#### WORK TO COMPLETE
Skip the images and return the records below exactly.

#### RECORDS SHOWN
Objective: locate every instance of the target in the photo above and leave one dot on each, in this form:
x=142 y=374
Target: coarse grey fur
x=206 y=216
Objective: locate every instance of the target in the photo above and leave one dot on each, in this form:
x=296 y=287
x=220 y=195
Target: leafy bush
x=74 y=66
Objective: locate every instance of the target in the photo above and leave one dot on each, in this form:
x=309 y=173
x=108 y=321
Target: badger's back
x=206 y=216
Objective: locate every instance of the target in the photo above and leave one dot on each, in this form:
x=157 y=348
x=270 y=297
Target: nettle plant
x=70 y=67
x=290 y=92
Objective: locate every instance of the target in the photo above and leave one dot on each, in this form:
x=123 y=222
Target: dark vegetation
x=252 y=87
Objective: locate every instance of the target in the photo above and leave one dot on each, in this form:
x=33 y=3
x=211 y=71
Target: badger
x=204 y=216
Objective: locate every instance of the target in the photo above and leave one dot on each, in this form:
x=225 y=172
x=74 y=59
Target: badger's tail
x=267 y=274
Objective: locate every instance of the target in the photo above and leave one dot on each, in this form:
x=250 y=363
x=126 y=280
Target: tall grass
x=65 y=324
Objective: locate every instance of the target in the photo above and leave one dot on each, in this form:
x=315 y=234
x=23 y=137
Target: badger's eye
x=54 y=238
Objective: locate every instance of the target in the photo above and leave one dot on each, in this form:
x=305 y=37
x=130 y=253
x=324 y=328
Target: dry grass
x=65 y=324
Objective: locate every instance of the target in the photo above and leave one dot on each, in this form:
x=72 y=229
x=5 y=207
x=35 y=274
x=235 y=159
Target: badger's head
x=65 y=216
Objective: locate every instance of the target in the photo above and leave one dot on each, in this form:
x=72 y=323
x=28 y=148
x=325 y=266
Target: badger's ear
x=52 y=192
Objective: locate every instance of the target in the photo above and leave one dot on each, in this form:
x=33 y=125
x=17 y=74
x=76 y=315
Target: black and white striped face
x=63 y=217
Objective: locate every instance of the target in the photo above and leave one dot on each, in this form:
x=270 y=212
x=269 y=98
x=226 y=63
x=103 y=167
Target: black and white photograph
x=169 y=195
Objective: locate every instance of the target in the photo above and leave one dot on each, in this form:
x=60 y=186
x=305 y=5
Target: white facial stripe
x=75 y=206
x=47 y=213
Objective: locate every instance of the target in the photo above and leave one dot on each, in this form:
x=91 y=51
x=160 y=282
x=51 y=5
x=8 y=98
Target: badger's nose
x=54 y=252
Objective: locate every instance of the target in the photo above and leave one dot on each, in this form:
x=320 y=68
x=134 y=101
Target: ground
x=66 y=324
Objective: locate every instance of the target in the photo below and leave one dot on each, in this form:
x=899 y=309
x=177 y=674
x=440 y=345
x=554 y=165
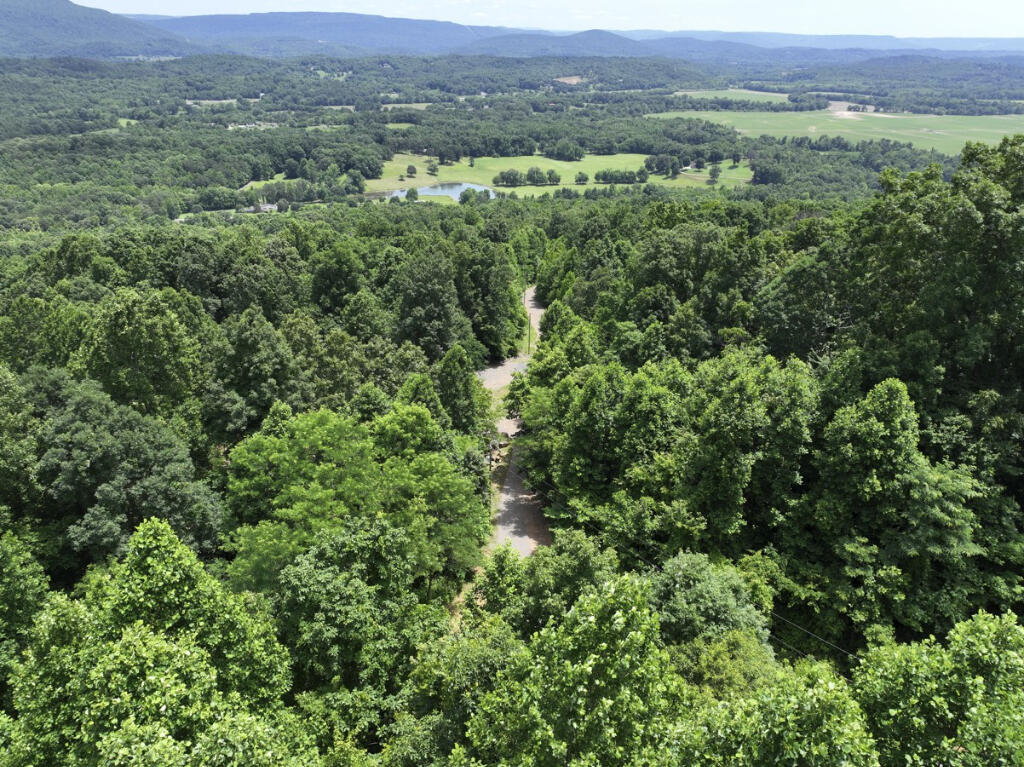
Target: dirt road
x=518 y=517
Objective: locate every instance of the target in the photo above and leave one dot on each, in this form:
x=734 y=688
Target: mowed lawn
x=485 y=168
x=947 y=133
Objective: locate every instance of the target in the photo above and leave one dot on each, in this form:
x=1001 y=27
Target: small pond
x=445 y=189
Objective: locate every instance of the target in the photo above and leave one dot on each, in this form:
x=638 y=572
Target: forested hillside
x=59 y=28
x=249 y=470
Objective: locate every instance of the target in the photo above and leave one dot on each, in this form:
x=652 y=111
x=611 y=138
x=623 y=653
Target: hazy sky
x=903 y=17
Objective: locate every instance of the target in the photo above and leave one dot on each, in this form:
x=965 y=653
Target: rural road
x=518 y=518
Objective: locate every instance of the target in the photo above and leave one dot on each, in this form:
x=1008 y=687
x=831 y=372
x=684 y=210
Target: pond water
x=445 y=189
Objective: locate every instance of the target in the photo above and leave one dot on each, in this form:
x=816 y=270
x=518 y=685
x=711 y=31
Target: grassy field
x=947 y=133
x=740 y=94
x=485 y=168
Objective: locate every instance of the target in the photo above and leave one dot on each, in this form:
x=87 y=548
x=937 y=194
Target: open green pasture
x=947 y=133
x=485 y=168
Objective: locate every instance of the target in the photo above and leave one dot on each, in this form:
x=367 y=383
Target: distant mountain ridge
x=356 y=31
x=59 y=28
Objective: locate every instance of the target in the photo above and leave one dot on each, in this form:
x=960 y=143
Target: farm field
x=485 y=168
x=947 y=133
x=740 y=94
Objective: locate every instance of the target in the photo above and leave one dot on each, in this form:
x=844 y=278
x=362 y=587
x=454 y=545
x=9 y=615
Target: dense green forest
x=248 y=467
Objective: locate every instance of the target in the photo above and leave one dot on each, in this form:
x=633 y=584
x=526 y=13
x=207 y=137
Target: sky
x=900 y=17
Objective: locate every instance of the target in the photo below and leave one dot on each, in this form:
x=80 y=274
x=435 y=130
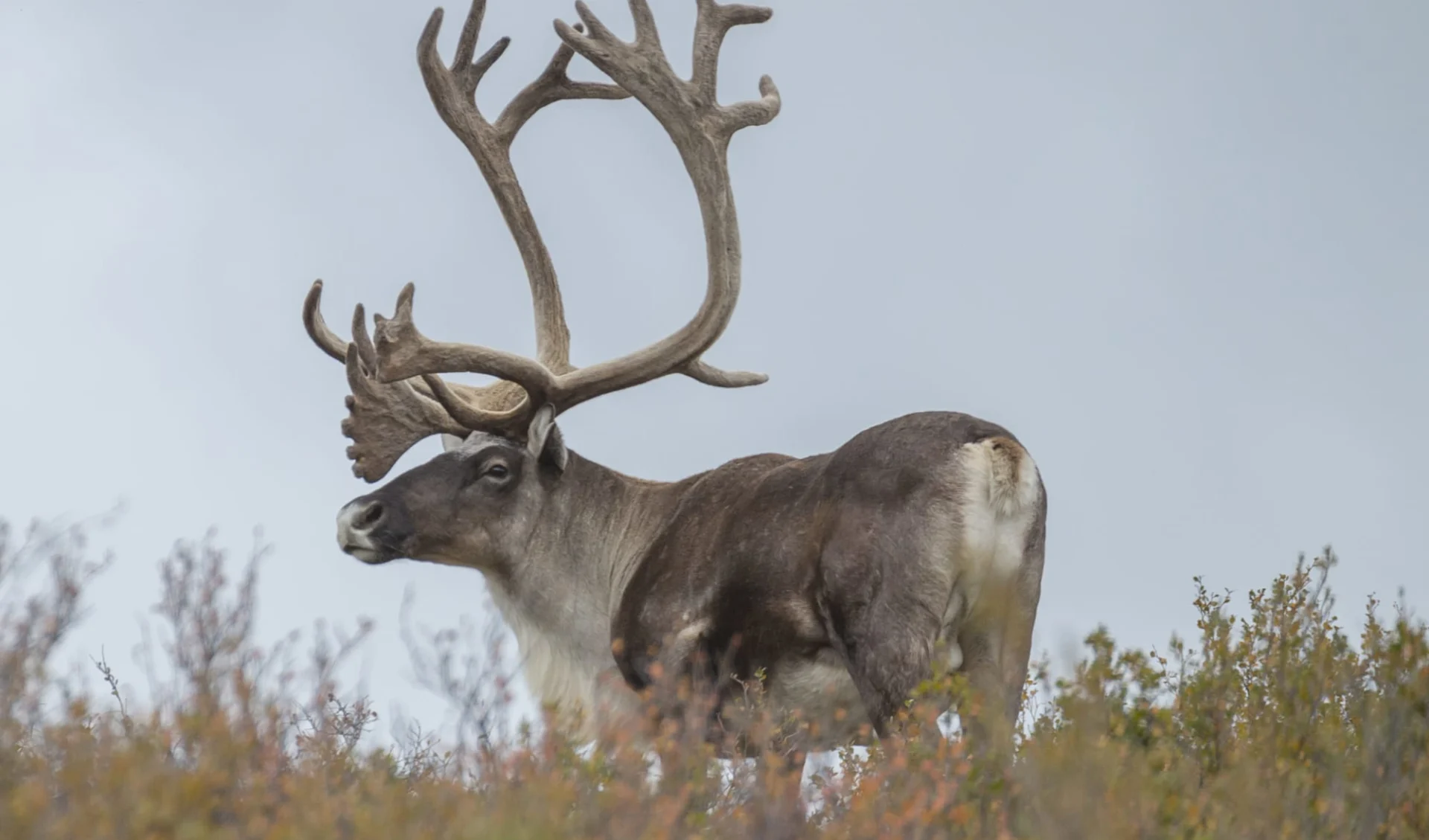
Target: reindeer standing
x=838 y=576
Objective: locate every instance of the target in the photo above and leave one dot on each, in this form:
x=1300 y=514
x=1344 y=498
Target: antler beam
x=700 y=130
x=397 y=396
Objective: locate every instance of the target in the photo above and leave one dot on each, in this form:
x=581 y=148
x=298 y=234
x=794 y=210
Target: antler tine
x=453 y=93
x=714 y=25
x=318 y=330
x=700 y=130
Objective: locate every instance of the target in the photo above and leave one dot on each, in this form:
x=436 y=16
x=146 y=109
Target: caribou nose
x=357 y=523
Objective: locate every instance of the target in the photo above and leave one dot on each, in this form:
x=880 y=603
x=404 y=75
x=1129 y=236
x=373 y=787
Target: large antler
x=397 y=379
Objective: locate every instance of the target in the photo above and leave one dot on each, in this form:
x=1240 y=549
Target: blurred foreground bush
x=1273 y=725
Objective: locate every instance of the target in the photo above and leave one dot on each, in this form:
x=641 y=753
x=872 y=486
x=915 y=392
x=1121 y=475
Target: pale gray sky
x=1179 y=249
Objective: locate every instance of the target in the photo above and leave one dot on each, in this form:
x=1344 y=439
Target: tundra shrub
x=1275 y=723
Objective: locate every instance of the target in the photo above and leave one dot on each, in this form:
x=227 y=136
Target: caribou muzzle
x=375 y=530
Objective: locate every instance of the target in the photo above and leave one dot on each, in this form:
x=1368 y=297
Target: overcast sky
x=1178 y=249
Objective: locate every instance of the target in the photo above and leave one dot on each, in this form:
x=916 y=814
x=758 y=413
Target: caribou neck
x=595 y=528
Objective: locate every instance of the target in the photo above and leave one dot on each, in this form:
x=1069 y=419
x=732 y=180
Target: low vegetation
x=1275 y=723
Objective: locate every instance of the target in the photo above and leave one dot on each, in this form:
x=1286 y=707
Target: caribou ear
x=543 y=439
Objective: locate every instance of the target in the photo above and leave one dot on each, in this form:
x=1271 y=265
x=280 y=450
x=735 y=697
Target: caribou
x=840 y=579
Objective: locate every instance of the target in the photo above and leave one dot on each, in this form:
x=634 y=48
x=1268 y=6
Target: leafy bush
x=1269 y=726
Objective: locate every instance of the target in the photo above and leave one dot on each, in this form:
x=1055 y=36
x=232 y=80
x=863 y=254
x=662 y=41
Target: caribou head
x=837 y=574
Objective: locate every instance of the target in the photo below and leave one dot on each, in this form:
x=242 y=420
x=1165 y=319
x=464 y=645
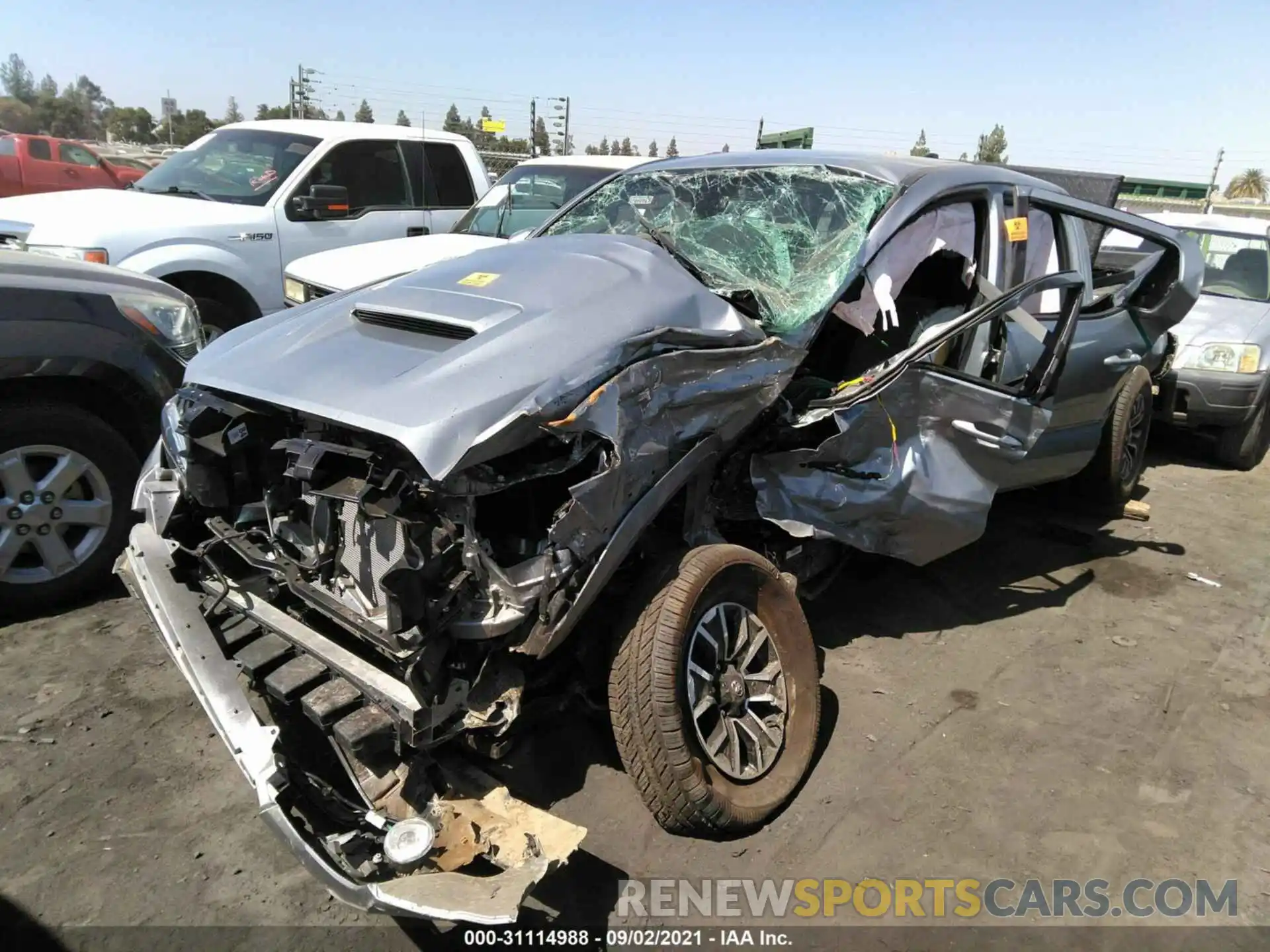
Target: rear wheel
x=714 y=695
x=66 y=480
x=1244 y=447
x=1113 y=475
x=218 y=317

#### RIGHT ANSWER
Objective: locate every instance of the target in the photo above and leave one dot on each, in this form:
x=142 y=374
Target: coarse grey fur
x=206 y=216
Objective: locate every instance of the target in the photo above and leave one dot on each, in this form:
x=296 y=287
x=220 y=195
Target: leafy bush
x=74 y=66
Objective: locate every instance of the target in the photo above and leave one dot on each, in this form:
x=309 y=173
x=108 y=321
Target: badger's back
x=206 y=216
Objective: locate every instance of the target in the photo above and leave one dot on each, in this form:
x=157 y=348
x=270 y=297
Target: nettle plant
x=70 y=67
x=290 y=92
Objective: locate every instance of the target in the photo above and leave one dot on each, in this form:
x=123 y=222
Target: dark vegetation
x=252 y=87
Objective: locate every instance of the target in the photo above and leave one dot on each, in this form:
x=33 y=3
x=211 y=71
Target: badger
x=204 y=216
Objective: locate every instance of the target in the photo above and leave one dot on each, in this form:
x=225 y=172
x=74 y=59
Target: badger's tail
x=267 y=274
Objective: locate every instance of the target in the photo above and leave one dot on each, in this form:
x=250 y=363
x=126 y=280
Target: tall grass
x=65 y=324
Objective: locate every instance of the target in the photo above and leave one dot on each, in this form:
x=315 y=234
x=23 y=137
Target: badger's eye
x=54 y=238
Objective: locate every instance of the target in the photo above and leave one dot on each, in this form:
x=305 y=37
x=130 y=253
x=324 y=328
Target: dry grass
x=65 y=324
Objective: locate every instance of the target in the photo above and leave one dot on each, in this form:
x=72 y=229
x=5 y=207
x=35 y=274
x=235 y=159
Target: badger's head
x=65 y=216
Objective: locate every instance of the target in the photo above and leave one dot on each, in this form:
x=72 y=323
x=28 y=148
x=325 y=266
Target: badger's ear
x=52 y=192
Objective: locate every instance of the target in the photo above and leave one dot on each, in this form:
x=33 y=125
x=17 y=74
x=76 y=315
Target: black and white striped face
x=63 y=217
Objective: locate every instance of the target in the photo above and leave one dot on each, in this form:
x=270 y=212
x=269 y=98
x=226 y=63
x=103 y=167
Target: black and white photograph
x=169 y=195
Objective: locate every instance of the target in the photo above and leave one dot on each, in this form:
x=60 y=186
x=305 y=5
Target: white facial stripe
x=75 y=206
x=47 y=213
Objective: locate every instance of the target in the photo above and leave one dot on each, in this form:
x=91 y=51
x=160 y=282
x=51 y=5
x=8 y=98
Target: badger's nose
x=54 y=252
Objective: locate every instance of the target in the photo above and leave one dot on each, in this form:
x=320 y=68
x=134 y=101
Target: ground
x=66 y=324
Objective: locate every instance of the target in the photo below and leave one dot on each, in this form:
x=899 y=309
x=177 y=674
x=440 y=345
x=554 y=165
Target: dirt road
x=518 y=517
Objective: locate every instance of the target in the photo above and leave one dot on each, in this form:
x=734 y=688
Target: mowed lawn
x=485 y=168
x=947 y=133
Objective: locate every instance of the target in the photo above and leave one dot on each, in this form:
x=1001 y=27
Target: small pond
x=445 y=189
Objective: locate every instance of the target in the photo above and leave one dot on each, in this form:
x=638 y=572
Target: forested hillside
x=59 y=28
x=249 y=470
Objective: locate every instance of the target in the photo above and leave one dot on each, in this form:
x=652 y=111
x=611 y=138
x=623 y=653
Target: hazy sky
x=903 y=17
Objective: locate every instance of the target in the photo above and leave one dot on each, in this form:
x=965 y=653
Target: rural road
x=518 y=518
Objective: locate every instance of the target in the photo above and leave one dot on each, in this form:
x=1008 y=687
x=831 y=372
x=684 y=210
Target: pond water
x=445 y=189
Objective: locate every instance of the target in the photo above and leave one dot on each, in this form:
x=816 y=270
x=518 y=685
x=711 y=31
Target: grassy field
x=947 y=133
x=740 y=94
x=485 y=168
Objective: locate every instance of the target in the photo above and leave one dot on each, in this form:
x=87 y=548
x=937 y=194
Target: open green pasture
x=947 y=133
x=485 y=168
Objective: locate every instance of the target in the photo above and leave one dot on each, in this form:
x=367 y=383
Target: distant mountain ridge
x=356 y=31
x=59 y=28
Objective: locate every instance of the target in the photo above and leave one dot on each, in this form:
x=960 y=143
Target: farm field
x=485 y=168
x=947 y=133
x=740 y=94
Objective: locate every instance of the target in the photo above and leave one dot on each, in this form:
x=844 y=278
x=362 y=587
x=454 y=545
x=9 y=615
Target: dense green forest
x=248 y=467
Objective: locate every instance of the target in the photo above and leave one dot on each, in this form:
x=633 y=584
x=526 y=13
x=207 y=137
Target: sky
x=900 y=17
Objective: locate every instance of the target in the photo below and leave one dot on each, in this form:
x=80 y=274
x=435 y=130
Target: reindeer standing
x=838 y=576
Objective: locate every instance of the target in the photo above and leave one dot on each, in this form:
x=1300 y=514
x=1344 y=498
Target: antler beam
x=700 y=130
x=397 y=396
Objective: locate every instance of the target in the photo above and leave one dot on each, in this form:
x=581 y=148
x=298 y=234
x=794 y=210
Target: antler tine
x=453 y=93
x=714 y=25
x=318 y=330
x=700 y=130
Objective: locate every instance of the target in the photo above and leave one dot on each, in this form:
x=436 y=16
x=146 y=109
Target: caribou nose
x=357 y=523
Objective: locate every instance of the target in the photo above and leave one dot on each, in this form:
x=880 y=603
x=404 y=75
x=1129 y=236
x=373 y=787
Target: large antler
x=397 y=379
Objective: locate every instance of the target in the photo above and leave one dot on each, in this form:
x=1240 y=549
Target: blurred foreground bush
x=1273 y=725
Objective: locate every instance of the target in the photo above and leave one dot on each, in this form:
x=641 y=753
x=872 y=486
x=915 y=392
x=1121 y=475
Target: pale gray sky
x=1179 y=249
Objective: locate every instance of the target in the photo above and leave one dot on each, in this form:
x=1344 y=439
Target: tundra shrub
x=1275 y=723
Objective: locate every instance of the target in the photo above and leave one dot on each, in this form:
x=227 y=136
Target: caribou muzzle
x=375 y=530
Objective: locate every instance of the target in the photo above and leave one dot on each, in this form:
x=1368 y=297
Target: overcast sky
x=1178 y=249
Objective: locate every instance of the target in the photo above and leave one dot on each, in this form:
x=916 y=814
x=758 y=413
Target: caribou neck
x=595 y=528
Objective: locate every instance of the target in the photo above and leave one dot on each, in this form:
x=1069 y=419
x=732 y=180
Target: low vegetation
x=1275 y=723
Objective: locate every instance of the target in the photo above and leave one dot on each, in this form:
x=1286 y=707
Target: caribou ear
x=543 y=439
Objective: locate every instance of the target in the photo above and leave one dot on each, in this form:
x=1271 y=265
x=280 y=450
x=735 y=697
Target: caribou
x=840 y=579
Objective: locate every instance of the target in the photo above and leave one dot on each, in this form:
x=634 y=48
x=1268 y=6
Target: leafy bush
x=1269 y=726
Objective: locate every instance of the target in the photo above and leave one dot on each, in this form:
x=1055 y=36
x=232 y=80
x=863 y=254
x=662 y=41
Target: caribou head
x=837 y=574
Objective: locate every instance of the target in the photo below and leave one dot on each, in this form:
x=242 y=420
x=1165 y=319
x=464 y=645
Target: rear wheel
x=714 y=695
x=66 y=480
x=1244 y=447
x=1113 y=475
x=218 y=317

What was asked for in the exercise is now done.